→ SOURCE MATERIAL

+++

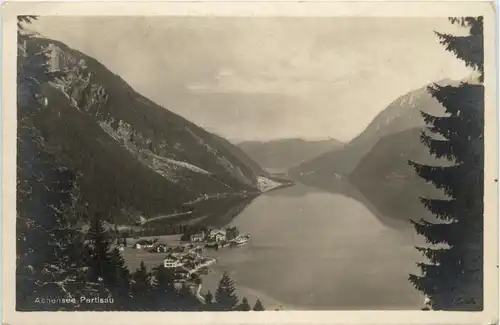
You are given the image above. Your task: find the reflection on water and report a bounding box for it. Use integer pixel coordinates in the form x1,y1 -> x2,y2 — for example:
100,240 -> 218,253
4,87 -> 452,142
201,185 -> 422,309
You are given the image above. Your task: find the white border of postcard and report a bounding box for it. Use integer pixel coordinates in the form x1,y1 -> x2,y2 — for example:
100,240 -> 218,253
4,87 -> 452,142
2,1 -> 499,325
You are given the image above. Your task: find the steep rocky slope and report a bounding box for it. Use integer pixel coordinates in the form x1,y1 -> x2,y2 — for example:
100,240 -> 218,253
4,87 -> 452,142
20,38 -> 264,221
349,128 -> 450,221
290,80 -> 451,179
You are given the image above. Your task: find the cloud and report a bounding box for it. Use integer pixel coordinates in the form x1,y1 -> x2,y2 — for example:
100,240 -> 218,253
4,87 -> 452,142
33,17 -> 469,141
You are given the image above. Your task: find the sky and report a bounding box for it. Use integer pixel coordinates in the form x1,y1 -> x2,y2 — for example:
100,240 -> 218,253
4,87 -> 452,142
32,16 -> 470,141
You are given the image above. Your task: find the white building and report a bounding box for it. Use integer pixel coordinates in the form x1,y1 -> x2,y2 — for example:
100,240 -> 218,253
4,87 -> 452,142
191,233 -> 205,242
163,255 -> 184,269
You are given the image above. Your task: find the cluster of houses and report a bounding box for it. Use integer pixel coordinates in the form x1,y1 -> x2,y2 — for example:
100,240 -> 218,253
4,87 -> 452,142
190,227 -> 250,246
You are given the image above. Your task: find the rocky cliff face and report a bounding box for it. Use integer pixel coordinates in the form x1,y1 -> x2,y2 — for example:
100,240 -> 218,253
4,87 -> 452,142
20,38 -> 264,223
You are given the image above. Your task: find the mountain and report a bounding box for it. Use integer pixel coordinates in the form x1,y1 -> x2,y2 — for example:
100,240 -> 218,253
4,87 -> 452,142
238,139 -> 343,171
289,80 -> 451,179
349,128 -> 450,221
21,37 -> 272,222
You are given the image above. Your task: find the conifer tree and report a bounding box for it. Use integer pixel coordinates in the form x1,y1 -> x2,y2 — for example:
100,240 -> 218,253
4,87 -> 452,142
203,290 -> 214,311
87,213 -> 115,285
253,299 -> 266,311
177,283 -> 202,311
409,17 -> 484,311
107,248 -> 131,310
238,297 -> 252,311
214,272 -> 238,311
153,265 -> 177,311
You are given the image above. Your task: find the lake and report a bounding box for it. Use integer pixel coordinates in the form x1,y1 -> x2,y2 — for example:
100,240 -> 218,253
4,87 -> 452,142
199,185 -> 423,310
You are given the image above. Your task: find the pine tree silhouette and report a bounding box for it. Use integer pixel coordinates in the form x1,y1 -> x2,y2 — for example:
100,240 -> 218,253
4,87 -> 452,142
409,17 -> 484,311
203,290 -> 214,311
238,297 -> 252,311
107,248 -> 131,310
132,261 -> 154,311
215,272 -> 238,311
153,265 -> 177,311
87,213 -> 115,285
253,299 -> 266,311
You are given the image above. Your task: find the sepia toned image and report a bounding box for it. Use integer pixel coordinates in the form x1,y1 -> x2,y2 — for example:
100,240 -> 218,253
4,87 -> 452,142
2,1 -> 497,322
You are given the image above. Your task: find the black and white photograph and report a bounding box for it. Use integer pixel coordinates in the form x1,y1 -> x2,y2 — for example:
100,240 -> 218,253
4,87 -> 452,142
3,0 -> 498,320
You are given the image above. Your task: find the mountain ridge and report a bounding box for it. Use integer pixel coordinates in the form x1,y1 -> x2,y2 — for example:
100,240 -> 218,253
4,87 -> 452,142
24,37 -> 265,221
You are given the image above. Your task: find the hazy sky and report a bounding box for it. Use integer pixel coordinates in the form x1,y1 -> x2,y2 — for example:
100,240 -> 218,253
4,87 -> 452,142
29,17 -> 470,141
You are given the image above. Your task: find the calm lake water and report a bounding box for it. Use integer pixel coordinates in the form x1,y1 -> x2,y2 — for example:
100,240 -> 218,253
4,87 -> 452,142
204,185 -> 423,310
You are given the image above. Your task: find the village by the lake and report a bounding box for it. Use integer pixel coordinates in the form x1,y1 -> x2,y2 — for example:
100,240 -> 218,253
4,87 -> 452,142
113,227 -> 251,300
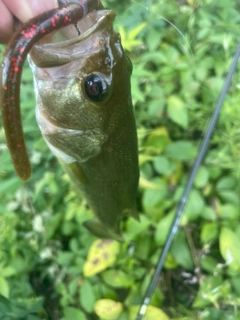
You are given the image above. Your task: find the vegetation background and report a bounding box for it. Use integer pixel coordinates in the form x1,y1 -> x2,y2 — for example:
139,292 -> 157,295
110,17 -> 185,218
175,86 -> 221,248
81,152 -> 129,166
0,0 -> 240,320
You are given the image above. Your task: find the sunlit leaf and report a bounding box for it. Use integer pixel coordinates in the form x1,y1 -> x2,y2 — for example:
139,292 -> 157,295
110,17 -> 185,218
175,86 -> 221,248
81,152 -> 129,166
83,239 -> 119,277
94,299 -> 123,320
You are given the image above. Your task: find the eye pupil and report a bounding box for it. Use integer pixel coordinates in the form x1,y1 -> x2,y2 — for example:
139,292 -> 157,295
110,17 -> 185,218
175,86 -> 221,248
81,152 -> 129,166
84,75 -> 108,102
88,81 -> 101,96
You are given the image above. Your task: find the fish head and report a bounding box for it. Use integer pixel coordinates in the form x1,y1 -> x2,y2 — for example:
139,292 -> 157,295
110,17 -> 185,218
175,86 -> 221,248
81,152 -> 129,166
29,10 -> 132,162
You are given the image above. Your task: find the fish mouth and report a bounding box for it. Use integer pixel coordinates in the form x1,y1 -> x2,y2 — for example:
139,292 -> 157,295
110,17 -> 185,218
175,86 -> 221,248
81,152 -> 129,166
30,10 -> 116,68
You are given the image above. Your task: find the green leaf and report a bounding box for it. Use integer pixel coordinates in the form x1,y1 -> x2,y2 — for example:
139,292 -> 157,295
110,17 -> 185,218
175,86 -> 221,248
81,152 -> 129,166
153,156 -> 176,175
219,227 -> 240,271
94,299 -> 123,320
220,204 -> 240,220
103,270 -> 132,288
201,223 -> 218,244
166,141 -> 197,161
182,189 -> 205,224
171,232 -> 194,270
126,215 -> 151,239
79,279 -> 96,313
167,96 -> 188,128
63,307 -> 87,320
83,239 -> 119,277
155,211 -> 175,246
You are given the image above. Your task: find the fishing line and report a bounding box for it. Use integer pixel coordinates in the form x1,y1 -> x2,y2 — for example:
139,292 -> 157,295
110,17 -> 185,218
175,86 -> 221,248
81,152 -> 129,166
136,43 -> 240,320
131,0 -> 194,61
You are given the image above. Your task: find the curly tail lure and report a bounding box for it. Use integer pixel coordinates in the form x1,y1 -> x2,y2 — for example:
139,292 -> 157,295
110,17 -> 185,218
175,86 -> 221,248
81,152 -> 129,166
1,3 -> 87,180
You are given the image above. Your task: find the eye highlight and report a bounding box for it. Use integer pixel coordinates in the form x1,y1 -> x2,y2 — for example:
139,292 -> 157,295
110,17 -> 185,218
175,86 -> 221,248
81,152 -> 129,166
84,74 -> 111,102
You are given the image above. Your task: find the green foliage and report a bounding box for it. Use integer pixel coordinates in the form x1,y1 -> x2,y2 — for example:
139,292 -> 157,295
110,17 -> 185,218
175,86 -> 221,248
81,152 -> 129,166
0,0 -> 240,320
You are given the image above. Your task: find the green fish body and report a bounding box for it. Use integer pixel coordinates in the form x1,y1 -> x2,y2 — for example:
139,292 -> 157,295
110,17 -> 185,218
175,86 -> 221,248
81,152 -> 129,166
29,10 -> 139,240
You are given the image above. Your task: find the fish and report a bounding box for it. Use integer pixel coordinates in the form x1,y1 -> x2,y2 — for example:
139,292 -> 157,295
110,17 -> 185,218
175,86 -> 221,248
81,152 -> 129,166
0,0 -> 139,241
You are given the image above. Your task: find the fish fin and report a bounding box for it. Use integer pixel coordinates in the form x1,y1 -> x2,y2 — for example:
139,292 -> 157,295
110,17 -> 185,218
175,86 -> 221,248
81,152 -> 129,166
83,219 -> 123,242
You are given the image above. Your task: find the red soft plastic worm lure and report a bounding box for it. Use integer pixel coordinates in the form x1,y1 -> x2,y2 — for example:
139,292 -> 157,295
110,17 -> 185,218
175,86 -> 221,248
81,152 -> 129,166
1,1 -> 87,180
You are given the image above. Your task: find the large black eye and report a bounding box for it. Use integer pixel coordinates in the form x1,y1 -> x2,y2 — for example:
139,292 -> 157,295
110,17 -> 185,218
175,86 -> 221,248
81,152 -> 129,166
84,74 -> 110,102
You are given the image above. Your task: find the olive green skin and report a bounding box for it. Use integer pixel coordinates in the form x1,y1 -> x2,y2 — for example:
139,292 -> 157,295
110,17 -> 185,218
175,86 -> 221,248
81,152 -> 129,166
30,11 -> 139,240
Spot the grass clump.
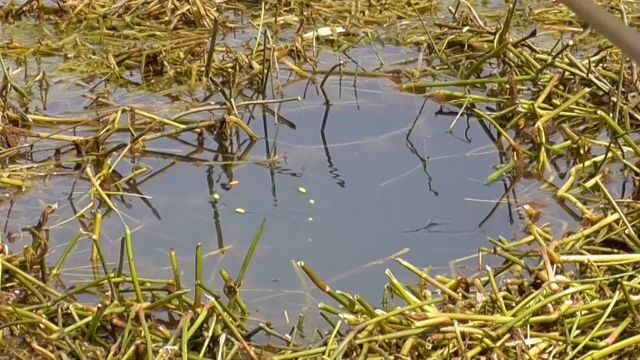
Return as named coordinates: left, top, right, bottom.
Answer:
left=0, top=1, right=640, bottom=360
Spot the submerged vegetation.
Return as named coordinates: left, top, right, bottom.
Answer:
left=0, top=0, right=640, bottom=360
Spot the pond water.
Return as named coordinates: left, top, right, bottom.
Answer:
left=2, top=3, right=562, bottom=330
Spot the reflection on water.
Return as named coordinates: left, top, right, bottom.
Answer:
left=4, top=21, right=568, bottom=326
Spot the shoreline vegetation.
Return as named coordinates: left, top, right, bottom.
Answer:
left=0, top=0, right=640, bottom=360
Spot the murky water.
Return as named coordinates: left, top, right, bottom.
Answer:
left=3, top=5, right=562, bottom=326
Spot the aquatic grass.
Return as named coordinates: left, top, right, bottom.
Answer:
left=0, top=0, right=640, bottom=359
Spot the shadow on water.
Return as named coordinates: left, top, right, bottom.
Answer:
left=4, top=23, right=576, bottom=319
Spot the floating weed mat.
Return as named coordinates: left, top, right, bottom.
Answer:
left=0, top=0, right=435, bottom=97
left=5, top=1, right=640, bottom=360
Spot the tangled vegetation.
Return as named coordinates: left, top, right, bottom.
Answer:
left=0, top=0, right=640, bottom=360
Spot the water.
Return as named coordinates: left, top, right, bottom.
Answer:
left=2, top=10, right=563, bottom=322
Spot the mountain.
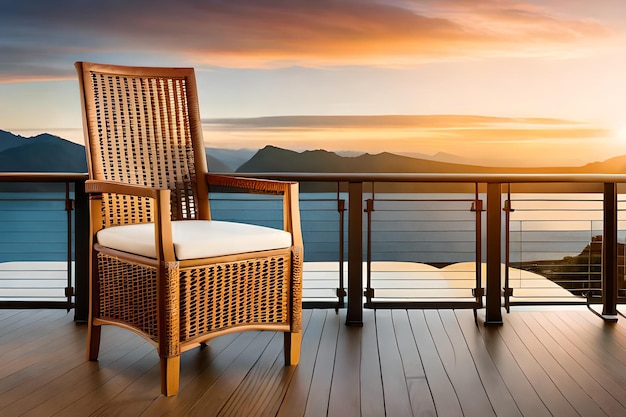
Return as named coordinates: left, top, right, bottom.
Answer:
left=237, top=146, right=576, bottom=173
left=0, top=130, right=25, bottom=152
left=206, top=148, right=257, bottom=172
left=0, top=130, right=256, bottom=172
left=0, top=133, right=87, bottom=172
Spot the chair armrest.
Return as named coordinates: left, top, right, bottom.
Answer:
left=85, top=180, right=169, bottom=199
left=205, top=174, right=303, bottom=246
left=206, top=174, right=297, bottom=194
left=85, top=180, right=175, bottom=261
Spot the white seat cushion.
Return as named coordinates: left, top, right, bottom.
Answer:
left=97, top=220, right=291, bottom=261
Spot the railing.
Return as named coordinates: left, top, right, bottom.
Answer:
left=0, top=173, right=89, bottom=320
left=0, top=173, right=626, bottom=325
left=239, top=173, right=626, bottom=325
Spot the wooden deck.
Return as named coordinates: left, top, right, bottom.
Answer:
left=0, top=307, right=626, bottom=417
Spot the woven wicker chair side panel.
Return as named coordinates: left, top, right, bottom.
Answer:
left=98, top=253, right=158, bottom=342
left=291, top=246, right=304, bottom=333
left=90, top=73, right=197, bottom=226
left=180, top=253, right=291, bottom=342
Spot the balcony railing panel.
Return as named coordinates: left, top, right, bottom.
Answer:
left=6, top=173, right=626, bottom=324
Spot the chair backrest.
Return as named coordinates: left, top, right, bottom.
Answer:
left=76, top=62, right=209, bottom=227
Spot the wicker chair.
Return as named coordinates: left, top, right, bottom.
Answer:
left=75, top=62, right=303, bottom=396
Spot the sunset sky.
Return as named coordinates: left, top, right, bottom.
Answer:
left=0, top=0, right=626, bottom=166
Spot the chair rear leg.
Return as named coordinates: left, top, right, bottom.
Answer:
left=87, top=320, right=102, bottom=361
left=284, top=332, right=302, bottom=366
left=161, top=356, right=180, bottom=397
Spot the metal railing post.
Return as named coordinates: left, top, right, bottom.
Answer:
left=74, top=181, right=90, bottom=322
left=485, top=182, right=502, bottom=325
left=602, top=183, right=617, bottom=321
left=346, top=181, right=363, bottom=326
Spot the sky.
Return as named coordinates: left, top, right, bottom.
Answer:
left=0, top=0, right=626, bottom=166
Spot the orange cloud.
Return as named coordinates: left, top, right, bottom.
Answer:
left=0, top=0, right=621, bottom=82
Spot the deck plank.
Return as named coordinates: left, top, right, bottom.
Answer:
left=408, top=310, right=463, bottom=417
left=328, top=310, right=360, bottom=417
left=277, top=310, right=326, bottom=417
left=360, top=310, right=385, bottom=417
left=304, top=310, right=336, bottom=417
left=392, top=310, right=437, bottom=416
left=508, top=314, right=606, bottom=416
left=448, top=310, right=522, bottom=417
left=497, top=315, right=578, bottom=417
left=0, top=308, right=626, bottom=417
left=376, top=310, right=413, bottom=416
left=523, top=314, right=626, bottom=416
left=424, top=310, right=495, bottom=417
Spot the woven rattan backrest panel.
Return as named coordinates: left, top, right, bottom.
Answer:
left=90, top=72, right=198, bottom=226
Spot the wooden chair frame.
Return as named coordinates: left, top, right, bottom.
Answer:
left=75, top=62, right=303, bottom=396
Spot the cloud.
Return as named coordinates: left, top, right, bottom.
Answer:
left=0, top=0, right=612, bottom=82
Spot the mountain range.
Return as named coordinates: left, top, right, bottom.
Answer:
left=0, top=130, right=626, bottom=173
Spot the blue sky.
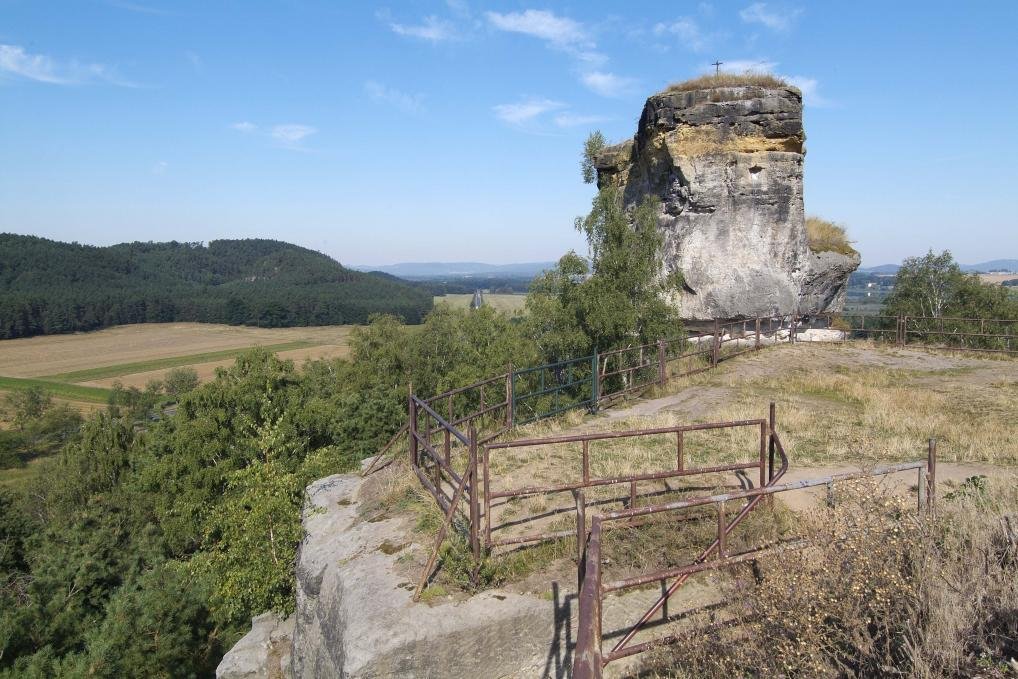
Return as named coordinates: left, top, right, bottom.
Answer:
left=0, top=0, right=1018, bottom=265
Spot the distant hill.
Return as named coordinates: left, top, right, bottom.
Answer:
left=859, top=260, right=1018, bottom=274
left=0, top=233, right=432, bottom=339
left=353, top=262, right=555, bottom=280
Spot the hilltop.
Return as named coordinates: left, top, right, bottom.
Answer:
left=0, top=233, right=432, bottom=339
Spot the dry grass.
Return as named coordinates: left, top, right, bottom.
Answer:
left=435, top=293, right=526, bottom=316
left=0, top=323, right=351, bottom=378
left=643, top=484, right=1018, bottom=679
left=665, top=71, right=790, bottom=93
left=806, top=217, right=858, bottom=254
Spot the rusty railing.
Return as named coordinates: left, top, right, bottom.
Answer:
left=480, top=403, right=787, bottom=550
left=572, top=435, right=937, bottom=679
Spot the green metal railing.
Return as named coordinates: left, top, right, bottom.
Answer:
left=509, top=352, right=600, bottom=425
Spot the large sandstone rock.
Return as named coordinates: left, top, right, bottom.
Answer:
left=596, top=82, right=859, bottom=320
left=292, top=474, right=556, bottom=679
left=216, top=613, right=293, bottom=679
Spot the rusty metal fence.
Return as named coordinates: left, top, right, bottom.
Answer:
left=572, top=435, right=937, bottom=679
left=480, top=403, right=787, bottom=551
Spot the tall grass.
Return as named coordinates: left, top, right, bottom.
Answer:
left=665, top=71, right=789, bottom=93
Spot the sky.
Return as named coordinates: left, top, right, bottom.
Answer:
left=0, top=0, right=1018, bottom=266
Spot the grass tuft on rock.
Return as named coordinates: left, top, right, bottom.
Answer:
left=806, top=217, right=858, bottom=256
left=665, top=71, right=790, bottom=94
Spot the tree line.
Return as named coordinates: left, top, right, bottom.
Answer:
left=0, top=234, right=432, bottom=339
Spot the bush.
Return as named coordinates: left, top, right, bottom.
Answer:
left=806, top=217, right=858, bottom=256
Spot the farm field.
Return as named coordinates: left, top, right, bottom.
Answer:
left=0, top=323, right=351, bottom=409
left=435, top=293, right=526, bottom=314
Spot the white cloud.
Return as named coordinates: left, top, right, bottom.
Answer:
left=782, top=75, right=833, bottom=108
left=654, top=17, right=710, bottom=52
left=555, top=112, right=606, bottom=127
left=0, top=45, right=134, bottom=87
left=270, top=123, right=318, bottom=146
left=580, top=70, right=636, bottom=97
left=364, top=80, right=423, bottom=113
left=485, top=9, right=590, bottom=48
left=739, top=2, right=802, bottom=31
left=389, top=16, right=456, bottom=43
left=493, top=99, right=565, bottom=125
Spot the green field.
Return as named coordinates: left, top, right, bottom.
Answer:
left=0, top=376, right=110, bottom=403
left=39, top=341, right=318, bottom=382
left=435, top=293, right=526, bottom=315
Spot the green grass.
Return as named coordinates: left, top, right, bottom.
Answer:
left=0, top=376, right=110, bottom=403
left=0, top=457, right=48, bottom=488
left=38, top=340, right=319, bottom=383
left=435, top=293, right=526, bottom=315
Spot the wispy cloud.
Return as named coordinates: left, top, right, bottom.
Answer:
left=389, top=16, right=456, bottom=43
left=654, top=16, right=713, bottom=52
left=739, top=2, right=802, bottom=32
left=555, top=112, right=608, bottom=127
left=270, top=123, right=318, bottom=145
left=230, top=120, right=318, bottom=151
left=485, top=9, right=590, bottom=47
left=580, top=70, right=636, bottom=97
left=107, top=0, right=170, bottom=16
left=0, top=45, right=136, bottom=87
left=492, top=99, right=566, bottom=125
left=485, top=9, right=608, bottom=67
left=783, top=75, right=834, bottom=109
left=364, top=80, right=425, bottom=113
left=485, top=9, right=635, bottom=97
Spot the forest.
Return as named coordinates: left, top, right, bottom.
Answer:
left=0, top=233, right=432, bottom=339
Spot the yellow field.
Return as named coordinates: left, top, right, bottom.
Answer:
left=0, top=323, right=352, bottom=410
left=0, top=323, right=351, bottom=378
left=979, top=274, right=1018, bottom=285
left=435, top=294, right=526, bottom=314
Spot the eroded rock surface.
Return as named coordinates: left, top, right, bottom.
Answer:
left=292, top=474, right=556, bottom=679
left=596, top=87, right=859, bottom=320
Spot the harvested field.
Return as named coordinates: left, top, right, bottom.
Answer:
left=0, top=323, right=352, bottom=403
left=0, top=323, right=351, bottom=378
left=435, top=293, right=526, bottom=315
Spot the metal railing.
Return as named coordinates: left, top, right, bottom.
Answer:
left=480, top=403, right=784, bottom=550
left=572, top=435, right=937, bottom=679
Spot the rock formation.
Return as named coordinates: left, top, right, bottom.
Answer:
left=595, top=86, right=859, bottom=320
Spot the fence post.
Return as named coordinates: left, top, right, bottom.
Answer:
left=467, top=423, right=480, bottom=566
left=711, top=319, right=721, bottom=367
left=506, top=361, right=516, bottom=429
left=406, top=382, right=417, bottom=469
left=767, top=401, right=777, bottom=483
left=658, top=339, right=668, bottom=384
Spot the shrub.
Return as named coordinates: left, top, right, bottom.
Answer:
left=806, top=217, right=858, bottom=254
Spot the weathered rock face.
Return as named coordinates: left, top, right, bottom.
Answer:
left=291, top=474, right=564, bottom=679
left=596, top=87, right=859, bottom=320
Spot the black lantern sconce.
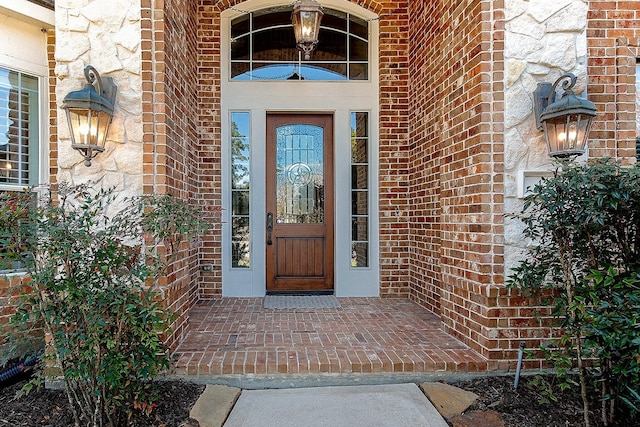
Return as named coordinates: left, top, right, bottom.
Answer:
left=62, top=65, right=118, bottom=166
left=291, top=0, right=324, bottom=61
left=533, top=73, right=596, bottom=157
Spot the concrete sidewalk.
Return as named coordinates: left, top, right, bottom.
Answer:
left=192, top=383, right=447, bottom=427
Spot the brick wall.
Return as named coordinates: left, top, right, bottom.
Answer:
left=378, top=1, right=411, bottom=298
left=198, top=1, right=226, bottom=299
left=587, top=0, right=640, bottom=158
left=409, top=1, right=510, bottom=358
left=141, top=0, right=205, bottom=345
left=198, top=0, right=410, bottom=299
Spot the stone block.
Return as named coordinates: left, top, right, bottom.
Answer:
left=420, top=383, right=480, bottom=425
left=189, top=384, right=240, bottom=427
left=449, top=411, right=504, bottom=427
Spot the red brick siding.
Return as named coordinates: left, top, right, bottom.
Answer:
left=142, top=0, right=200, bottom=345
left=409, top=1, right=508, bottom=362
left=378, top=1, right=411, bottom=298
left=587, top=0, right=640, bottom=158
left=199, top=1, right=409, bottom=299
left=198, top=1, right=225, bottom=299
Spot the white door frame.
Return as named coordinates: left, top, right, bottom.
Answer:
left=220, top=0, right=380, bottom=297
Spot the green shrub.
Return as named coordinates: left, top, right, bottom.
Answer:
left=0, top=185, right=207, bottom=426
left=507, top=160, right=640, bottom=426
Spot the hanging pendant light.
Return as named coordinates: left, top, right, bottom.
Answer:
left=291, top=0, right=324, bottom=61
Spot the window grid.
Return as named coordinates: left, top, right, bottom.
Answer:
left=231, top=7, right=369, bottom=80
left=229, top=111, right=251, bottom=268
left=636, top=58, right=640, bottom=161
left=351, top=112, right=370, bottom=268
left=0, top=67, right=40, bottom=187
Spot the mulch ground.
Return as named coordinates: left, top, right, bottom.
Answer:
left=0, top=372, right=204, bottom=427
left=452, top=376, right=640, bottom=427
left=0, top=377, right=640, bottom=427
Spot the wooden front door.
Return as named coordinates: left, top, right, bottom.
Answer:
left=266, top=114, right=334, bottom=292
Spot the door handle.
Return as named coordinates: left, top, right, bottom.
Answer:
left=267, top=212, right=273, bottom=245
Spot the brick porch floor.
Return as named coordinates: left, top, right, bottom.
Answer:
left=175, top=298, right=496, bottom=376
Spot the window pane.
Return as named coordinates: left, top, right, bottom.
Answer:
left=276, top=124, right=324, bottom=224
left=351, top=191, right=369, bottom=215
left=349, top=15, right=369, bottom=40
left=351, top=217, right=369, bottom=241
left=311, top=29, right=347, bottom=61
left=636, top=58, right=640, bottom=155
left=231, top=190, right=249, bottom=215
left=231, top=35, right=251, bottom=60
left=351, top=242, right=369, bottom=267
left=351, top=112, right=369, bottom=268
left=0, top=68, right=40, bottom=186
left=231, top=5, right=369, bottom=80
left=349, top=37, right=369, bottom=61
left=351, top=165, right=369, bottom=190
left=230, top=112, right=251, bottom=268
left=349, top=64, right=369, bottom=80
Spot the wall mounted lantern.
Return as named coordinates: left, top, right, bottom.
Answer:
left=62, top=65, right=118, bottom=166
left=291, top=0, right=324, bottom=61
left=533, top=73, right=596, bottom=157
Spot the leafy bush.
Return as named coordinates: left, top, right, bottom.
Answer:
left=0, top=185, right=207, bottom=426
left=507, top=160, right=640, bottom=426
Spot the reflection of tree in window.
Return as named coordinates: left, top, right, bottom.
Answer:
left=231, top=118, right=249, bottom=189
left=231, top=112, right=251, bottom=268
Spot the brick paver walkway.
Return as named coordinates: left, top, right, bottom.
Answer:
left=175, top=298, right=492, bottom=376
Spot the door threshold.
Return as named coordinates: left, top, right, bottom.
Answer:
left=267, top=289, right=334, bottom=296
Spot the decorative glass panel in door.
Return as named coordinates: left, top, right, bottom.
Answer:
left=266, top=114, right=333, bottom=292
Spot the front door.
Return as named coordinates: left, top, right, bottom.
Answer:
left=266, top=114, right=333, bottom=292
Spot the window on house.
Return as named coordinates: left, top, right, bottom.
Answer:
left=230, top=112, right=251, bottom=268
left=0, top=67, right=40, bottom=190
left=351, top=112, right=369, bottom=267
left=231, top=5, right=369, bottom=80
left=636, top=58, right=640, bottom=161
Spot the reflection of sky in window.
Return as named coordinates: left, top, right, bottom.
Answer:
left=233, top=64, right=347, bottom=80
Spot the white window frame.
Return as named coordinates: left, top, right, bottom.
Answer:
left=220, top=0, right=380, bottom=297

+++

→ EXERCISE DIRECTIONS
Could you write out the data again, starting at the line containing "Spot the balcony railing panel." and ending at the line containing "left=0, top=0, right=621, bottom=82" (both of those lines included), keeping every line and shifting each bounding-box coordinate in the answers up by 101?

→ EXPECTED ANSWER
Spot the balcony railing panel.
Return as named coordinates: left, top, right, bottom.
Answer:
left=107, top=274, right=727, bottom=425
Spot the chair backrest.
Return as named coordinates: left, top, right, bottom.
Answer:
left=177, top=163, right=310, bottom=328
Spot the wicker chair.
Return as named coordinates: left, top, right, bottom.
Answer:
left=176, top=163, right=404, bottom=497
Spot the sunset sky.
Return as named coordinates: left, top, right, bottom.
Answer:
left=101, top=101, right=727, bottom=267
Spot the chair rear leg.
Return as named coordinates: left, top, right, bottom.
Answer:
left=188, top=421, right=203, bottom=462
left=385, top=433, right=403, bottom=467
left=262, top=457, right=281, bottom=498
Spot the metal railing post.
Return as named coordinates: left, top, right, bottom.
Answer:
left=175, top=282, right=191, bottom=423
left=586, top=283, right=603, bottom=426
left=703, top=284, right=718, bottom=422
left=447, top=282, right=464, bottom=427
Spot the sky.
Return as named coordinates: left, top, right, bottom.
Answer:
left=101, top=101, right=727, bottom=267
Spot the orange cloud.
Return as named coordinates: left, top, right, bottom.
Answer:
left=101, top=101, right=722, bottom=183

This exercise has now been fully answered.